■ To do
Show every line of the entries that contains the string "Outline". The match is case-sensitive.

■ Supplied material
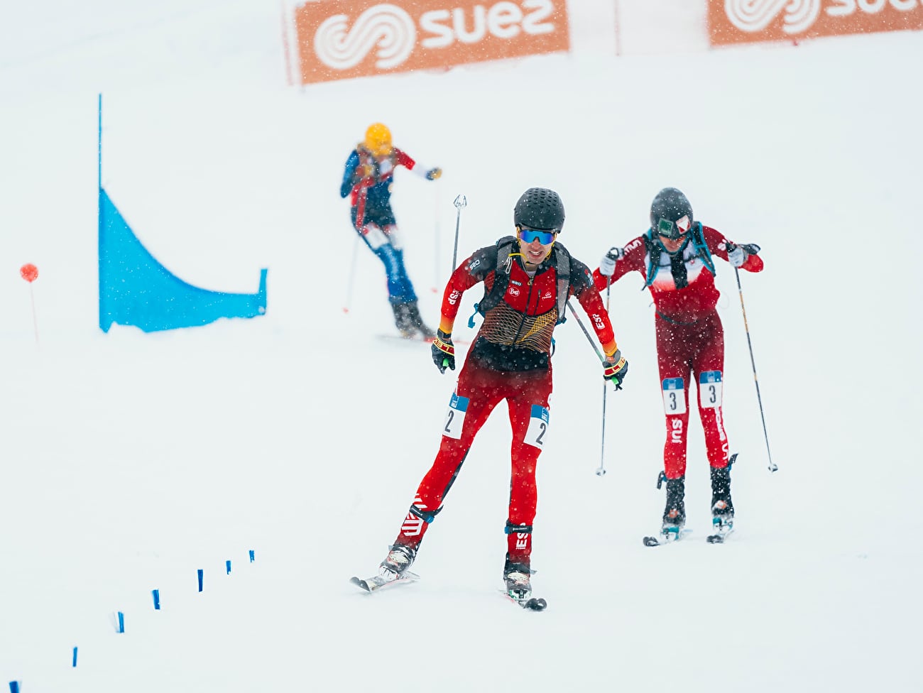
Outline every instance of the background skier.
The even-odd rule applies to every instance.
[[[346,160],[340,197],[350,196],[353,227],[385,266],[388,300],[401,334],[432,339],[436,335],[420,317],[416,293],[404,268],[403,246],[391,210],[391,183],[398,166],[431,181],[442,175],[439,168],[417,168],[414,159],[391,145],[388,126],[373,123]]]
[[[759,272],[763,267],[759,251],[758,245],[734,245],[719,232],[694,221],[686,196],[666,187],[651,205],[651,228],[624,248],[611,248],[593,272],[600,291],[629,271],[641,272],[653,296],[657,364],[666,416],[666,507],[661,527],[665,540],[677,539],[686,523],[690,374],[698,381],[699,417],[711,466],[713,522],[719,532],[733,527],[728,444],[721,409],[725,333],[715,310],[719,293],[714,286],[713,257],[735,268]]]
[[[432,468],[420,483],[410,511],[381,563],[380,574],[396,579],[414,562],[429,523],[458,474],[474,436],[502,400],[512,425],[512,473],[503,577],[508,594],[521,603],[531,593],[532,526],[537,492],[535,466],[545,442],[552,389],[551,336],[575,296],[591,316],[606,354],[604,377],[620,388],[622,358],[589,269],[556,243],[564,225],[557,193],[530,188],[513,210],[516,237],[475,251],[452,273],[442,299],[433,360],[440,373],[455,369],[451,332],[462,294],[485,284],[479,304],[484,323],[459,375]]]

...

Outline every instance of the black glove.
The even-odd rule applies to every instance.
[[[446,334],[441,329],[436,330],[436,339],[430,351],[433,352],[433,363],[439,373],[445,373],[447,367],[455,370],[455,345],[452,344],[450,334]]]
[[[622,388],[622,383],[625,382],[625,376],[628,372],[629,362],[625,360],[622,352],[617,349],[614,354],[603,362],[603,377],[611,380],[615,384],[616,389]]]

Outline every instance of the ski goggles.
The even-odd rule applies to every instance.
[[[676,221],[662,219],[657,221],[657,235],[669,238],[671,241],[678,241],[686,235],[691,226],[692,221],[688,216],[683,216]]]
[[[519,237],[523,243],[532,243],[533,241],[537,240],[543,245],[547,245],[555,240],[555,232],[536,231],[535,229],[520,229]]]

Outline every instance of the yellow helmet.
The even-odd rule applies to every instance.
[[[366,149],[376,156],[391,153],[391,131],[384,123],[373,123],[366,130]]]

■ Solution to the exercise
Outline every instance of the background skier.
Outline every instance of the black glove.
Outline every instance of the ski goggles.
Outline every instance of the yellow helmet.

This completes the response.